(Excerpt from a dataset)
****

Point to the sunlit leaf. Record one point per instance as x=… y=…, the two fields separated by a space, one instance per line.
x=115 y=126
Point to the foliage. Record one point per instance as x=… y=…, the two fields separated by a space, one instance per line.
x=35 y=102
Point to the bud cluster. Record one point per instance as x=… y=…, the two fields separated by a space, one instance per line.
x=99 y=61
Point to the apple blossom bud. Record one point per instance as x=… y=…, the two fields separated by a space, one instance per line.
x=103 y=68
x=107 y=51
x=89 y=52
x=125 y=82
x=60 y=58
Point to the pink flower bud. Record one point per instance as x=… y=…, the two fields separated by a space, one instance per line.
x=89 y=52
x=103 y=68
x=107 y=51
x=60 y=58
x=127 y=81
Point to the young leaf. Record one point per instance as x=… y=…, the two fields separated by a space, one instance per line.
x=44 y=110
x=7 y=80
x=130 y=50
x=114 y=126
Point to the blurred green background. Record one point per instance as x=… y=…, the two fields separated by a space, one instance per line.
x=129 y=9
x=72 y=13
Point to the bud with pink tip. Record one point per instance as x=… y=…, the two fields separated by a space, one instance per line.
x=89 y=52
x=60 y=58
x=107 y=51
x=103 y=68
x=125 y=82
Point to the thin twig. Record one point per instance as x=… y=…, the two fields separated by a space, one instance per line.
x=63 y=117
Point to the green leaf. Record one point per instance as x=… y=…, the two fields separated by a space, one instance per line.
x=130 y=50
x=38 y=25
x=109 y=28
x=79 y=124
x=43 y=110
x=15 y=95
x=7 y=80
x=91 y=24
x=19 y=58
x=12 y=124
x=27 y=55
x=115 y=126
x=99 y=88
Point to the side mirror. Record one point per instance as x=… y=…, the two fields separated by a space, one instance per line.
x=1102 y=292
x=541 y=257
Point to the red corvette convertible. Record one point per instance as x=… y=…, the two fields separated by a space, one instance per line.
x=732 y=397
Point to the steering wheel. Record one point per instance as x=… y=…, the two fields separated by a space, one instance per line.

****

### What is required
Output all of the data again, exactly.

### Solution to the exercise
Point to the sunlit leaf. Record one point per instance as x=… y=…, the two fields separated by a space, one instance per line.
x=115 y=126
Point to the foliage. Record one point per instance as x=… y=…, the two fields separated by a space, one instance per line.
x=35 y=102
Point to the bud cluster. Record one point per instance as x=… y=…, the two fields separated by a space, one instance per line.
x=99 y=61
Point to the apple blossom bud. Record one point per instance as x=… y=…, the two fields separated by a space, one instance per line.
x=103 y=68
x=107 y=51
x=89 y=52
x=125 y=82
x=60 y=58
Point to the pink flower bud. Record one point per instance as x=… y=…, the two fields separated by a space, one instance per line.
x=89 y=52
x=103 y=68
x=107 y=51
x=60 y=58
x=127 y=81
Point to the young leaf. Record one point per instance as x=… y=…, the two fields separated by a space, one instance per line.
x=44 y=110
x=7 y=80
x=130 y=50
x=114 y=126
Point to the blurred green background. Record one point per instance as x=… y=…, the two fields separated by a space, one instance per line.
x=129 y=9
x=72 y=13
Point to the bud with pink tip. Record one point per instance as x=… y=…, the two fields separated by a space, one instance per line.
x=89 y=52
x=60 y=58
x=107 y=51
x=103 y=68
x=125 y=82
Point to the thin twig. Record one point per instance as x=… y=…, the two fields separated by a space, one instance per line.
x=63 y=117
Point to the green leaf. Record one point per instance as x=… y=…, the two fields separated by a space, one instance per line.
x=130 y=50
x=38 y=25
x=109 y=28
x=79 y=124
x=43 y=110
x=15 y=95
x=7 y=80
x=91 y=24
x=19 y=58
x=12 y=124
x=27 y=55
x=115 y=126
x=99 y=88
Point to the side mirror. Record one point per instance as x=… y=…, the two fields separated by a space, one instance per line.
x=1102 y=292
x=541 y=257
Point to the red corvette convertible. Record one point per instance as x=… y=…, the two fields separated by a space, one instance per line.
x=732 y=397
Point to the steering wheel. Record one point per instance as x=… y=…, the two fields separated by a space, one instance per line.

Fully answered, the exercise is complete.